#### [What the exercise asks]
Please identify each line in the material below that contains the word "headscarf", and copy those lines out.

[begin Source data]

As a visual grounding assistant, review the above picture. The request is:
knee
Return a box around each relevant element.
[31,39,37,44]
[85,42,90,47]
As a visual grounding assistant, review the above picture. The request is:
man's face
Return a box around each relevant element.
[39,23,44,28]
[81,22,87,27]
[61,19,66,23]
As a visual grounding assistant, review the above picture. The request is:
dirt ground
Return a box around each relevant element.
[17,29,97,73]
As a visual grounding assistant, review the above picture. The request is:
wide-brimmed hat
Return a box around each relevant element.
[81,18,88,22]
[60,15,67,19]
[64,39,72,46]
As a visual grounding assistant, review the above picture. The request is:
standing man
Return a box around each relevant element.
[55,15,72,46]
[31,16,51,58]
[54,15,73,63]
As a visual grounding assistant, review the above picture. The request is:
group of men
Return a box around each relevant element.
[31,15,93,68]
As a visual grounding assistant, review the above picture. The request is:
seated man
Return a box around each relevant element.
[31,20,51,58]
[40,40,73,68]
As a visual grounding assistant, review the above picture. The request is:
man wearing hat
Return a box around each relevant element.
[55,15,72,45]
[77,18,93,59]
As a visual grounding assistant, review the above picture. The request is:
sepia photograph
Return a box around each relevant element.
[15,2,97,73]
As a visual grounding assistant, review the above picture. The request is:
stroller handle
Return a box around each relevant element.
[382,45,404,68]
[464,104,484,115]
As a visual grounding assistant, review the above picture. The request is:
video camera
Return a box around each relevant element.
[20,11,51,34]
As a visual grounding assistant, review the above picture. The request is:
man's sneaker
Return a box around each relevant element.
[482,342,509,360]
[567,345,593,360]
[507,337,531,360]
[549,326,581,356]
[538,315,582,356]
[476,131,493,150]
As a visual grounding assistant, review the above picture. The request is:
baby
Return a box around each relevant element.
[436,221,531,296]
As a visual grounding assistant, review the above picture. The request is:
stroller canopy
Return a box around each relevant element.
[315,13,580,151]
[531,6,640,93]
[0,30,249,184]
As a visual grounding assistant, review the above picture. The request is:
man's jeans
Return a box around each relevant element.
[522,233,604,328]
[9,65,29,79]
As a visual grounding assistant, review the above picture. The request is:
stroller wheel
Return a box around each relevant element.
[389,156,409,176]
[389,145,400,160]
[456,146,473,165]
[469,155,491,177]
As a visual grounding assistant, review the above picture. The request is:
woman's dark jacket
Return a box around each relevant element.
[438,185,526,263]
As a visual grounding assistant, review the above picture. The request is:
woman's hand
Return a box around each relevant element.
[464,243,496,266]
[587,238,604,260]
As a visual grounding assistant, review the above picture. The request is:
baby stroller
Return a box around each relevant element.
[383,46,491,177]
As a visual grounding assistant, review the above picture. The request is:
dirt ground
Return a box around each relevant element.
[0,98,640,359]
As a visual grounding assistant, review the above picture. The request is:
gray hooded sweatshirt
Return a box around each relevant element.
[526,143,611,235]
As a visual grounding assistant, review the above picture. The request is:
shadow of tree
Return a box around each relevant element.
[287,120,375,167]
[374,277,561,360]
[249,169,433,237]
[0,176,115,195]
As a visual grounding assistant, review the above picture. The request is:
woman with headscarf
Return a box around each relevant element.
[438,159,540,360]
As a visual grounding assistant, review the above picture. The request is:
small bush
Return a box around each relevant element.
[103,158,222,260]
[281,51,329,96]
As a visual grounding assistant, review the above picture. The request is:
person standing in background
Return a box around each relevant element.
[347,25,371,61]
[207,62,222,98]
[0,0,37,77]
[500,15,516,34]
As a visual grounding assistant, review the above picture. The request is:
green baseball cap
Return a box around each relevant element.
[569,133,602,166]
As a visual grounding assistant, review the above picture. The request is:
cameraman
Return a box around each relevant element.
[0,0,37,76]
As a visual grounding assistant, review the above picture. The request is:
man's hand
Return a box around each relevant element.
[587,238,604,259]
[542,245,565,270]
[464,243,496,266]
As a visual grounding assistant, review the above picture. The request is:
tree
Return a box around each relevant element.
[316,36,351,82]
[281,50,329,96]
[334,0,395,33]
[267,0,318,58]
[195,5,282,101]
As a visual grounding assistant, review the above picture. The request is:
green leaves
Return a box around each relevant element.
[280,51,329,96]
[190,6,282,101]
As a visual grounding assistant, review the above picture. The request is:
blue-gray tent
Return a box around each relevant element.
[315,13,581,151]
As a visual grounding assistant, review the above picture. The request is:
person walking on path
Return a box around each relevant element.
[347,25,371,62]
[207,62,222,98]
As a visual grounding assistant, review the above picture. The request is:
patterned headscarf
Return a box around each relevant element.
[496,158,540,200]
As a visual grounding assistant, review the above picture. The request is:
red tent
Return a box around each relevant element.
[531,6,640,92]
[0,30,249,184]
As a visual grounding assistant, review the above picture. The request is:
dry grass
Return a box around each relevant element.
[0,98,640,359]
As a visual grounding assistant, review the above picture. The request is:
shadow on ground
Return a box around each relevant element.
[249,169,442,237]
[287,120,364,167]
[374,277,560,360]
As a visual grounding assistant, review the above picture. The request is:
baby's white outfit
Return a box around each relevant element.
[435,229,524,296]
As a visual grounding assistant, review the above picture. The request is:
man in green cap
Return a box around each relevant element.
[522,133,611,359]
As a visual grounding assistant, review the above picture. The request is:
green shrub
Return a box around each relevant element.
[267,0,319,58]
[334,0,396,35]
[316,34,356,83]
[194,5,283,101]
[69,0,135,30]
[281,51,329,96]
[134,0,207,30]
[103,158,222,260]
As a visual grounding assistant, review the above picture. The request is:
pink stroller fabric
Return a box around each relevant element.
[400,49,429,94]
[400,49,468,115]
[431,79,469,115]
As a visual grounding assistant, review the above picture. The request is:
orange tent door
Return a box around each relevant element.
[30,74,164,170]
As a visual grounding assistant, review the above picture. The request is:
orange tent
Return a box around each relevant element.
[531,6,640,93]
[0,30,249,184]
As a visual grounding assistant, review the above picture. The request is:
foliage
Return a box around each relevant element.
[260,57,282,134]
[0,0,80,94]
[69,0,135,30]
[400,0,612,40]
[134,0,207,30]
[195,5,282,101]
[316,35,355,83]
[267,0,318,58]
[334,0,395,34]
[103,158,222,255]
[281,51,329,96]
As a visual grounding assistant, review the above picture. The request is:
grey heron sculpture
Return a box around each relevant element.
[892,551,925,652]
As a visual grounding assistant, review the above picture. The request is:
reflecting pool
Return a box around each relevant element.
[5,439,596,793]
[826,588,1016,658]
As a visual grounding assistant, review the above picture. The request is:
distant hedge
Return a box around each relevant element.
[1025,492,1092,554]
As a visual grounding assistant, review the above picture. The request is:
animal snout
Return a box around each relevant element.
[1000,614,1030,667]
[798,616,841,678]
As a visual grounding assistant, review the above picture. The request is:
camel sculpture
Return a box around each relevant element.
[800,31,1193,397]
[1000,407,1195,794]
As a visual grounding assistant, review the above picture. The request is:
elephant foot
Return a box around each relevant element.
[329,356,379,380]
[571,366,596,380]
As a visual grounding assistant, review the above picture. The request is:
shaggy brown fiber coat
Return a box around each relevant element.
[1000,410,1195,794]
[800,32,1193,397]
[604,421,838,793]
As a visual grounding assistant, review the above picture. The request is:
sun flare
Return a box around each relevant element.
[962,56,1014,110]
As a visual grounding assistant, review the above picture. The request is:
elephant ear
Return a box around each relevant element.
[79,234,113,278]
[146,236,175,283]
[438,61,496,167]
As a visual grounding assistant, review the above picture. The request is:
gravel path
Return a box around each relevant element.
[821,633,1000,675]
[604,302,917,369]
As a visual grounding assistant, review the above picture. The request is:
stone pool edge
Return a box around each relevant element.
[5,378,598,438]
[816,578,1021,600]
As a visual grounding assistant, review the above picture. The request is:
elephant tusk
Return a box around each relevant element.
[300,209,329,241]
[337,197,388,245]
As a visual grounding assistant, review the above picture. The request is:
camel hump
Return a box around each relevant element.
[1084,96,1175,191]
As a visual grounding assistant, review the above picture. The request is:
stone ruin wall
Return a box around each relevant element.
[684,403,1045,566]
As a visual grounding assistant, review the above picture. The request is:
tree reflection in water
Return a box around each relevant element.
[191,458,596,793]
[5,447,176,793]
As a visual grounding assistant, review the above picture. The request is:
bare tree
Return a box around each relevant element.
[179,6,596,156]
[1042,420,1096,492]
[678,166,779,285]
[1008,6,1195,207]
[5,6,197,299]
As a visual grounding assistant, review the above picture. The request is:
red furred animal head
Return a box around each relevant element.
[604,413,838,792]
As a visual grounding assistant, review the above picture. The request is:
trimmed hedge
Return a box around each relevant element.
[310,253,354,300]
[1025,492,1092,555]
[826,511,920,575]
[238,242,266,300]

[end Source data]

#### [Exercise result]
woman with headscarf
patterned headscarf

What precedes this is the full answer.